=== Document source ===

A première vue, difficile d’organiser soi-même son voyage en Amazonie : les infos sont compliquées à obtenir, tout est fait pour rabattre le visiteur vers des voyages organisés et/ou des séjours en lodge dans la forêt, à des tarifs exorbitants. On s’entête quand même, on glane par-ci par-là les bons conseils qu’on peut réunir, et on se lance, sans idées très précises mais en se disant qu’on s’organisera au jour le jour. Ce qu’on décide dès le départ, c’est de retenir Iquitos comme but du voyage, et d’improviser le reste. Iquitos, c’est la grande ville de l’Amazonie péruvienne, perdue au fin fond de la forêt, à proximité des frontières colombienne et brésilienne. Et si on décide d’en faire notre destination, c’est justement pour son isolement, bien plus que pour la ville en elle-même, qui n’a que peu d’intérêt. Une particularité d’Iquitos : aucune route n’y mène ! Seuls l’avion et le bateau permettent de rallier la ville. L’avion, c’est la solution la plus simple : 2h de vol depuis Lima, rapide, efficace, on change de monde en un clin d’œil. Le bateau, à côté, c’est toute une aventure : 4 jours minimum de navigation ! 4 jours sur les fleuves d’Amazonie, le rio Ucayali, puis le mythique fleuve Amazone… 4 jours au cœur de l’immensité verte, à s’imprégner de l’ambiance, à faire connaissance avec la forêt… Evidemment qu’on allait choisir cette deuxième option !!
Première chose à faire, rejoindre la ville de Pucallpa, située au commencement de la forêt, là où les routes péruviennes se terminent et où les fleuves prennent le relais. Depuis Lima, il faut compter 18h de bus, qui en réalité deviendront 28h car on tombe sur des barrages routiers installés par des producteurs de café qui protestent contre les tarifs ridicules auxquels leur café leur est acheté. 10h plus tard, ils obtiennent l’ouverture de négociations, et nous on peut passer.
On arrive donc à Pucallpa, où on retrouve Fanny, une copine nantaise tombée amoureuse de l’Amazonie et qui y vit depuis plusieurs années. Elle nous donne plein de bons conseils pour la suite de notre périple amazonien, et en particulier celui de se rendre d’abord à Contamana, petite ville à 6h de bateau rapide de Pucallpa, à côté duquel s’ouvre un parc national du nom de Sierra del Divisor, propice à une première immersion en forêt.
Contamana : premiers pas dans la selva
La petite et tranquille ville de Contamana, en bordure du rio Ucayali, encerclée par la forêt, n’est pas désagréable, avec son ambiance décontractée. Les gens sont super souriants et accueillants, et on se sent tout de suite à l’aise. On passe un après-midi à flâner le long du fleuve et autour du marché, avant de rejoindre le lendemain le parc national, qui se trouve à 30 minutes de moto-taxi (au bout de l’unique route quittant Contamana), où on prévoit de passer deux jours.

=== Entrées répertoriées ===

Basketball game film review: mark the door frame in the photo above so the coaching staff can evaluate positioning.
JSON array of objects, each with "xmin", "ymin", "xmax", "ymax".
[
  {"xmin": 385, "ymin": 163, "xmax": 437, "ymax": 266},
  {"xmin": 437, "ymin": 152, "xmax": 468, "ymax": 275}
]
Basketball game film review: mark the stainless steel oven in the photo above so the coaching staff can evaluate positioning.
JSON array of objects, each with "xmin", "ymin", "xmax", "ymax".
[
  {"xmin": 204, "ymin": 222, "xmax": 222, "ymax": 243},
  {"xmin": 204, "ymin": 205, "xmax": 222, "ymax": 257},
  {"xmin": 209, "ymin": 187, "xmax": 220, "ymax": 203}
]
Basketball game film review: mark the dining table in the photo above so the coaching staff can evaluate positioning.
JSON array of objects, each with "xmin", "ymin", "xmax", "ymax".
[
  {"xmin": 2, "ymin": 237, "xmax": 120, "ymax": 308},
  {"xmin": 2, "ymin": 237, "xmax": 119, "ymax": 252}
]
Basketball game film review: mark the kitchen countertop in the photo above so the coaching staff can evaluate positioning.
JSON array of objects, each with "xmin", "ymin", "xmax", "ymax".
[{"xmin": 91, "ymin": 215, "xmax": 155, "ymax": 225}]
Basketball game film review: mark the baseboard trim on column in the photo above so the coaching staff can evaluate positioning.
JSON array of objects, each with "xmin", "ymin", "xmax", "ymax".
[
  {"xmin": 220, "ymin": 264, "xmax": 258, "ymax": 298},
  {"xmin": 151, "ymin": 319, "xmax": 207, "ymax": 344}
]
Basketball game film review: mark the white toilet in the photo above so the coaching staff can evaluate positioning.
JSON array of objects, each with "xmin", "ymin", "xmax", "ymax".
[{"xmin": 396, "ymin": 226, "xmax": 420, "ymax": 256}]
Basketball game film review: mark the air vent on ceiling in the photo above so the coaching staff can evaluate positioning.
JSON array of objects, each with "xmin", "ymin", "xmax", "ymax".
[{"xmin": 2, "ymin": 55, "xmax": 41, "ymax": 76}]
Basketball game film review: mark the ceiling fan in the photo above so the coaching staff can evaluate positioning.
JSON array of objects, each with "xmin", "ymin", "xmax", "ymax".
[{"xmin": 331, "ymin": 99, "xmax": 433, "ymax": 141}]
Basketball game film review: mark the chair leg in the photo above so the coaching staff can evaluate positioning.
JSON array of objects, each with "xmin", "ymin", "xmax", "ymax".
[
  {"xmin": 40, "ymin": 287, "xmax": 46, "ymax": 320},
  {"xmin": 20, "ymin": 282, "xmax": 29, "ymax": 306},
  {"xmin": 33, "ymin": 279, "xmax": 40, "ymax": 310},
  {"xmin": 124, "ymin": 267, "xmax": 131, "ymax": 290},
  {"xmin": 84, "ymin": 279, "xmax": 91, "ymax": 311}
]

===

◆ **Exercices**
**A)** Dites, s'il vous plaît, si chacune de ces affirmations concorde avec le récit de voyage en Amazonie, en répondant oui ou non et en citant les mots décisifs du texte : (i) le vol entre Lima et Iquitos dure 2h ; (ii) une route permet de rejoindre Iquitos ; (iii) le trajet en bus depuis Lima jusqu'à Pucallpa a duré 18h.
**B)** Poursuivez le récit de voyage en Amazonie à partir de l'endroit où il s'arrête.
Ces entrées forment un matériau distinct du récit de voyage.

◆ **Réponses**
**A)**
(i) Oui : « 2h de vol depuis Lima ».
(ii) Non : « aucune route n’y mène ! ».
(iii) Non : « qui en réalité deviendront 28h ».

**B)**
Arrivés dans le parc, on commence par une bonne demi-heure de marche dans la forêt (une première occasion d’admirer la végétation luxuriante) en compagnie d’un garde forestier qui nous guide jusqu’à une sorte de grande cabane sans murs sur pilotis ; c’est là qu’il est possible de passer la nuit, et on installe notre campement, c’est-à-dire nos deux hamacs et notre moustiquaire. On ne sera pas dérangés par la foule, en fait on est les seuls à dormir là cette nuit, les lieux sont à nous ! Au pied de la cabane, deux ruisseaux se rejoignent : un d’eau froide, l’autre d’eau (très) chaude ; des eaux thermales en pleine forêt, parfait ! On passe quelques heures à faire trempette, tout seuls au cœur de la selva : pas désagréable du tout ! Après une soirée autour du feu de camp, on s’endort dans nos hamacs tout en écoutant les bruits de la jungle…
Le lendemain, réveil très matinal : on a rendez-vous à 5h avec Augusto, le garde forestier qui va nous emmener jusqu’à un endroit où tous les matins, les guacamayos (les aras) viennent manger. Une bonne marche dans la forêt plus tard, on prend place dans la cabane d’observation ; on se camoufle, et on attend ; après un bon moment (on en profite pour faire la sieste), les guacamayos arrivent : 1, 2, 5, 10… bientôt ils sont une bonne cinquantaine à manger et à piailler juste en face de nous, et on ne rate rien du spectacle !
On occupe le reste de la journée à se balader dans la forêt et à re-faire trempette dans les eaux chaudes du rio, avant de reprendre le chemin de Contamana.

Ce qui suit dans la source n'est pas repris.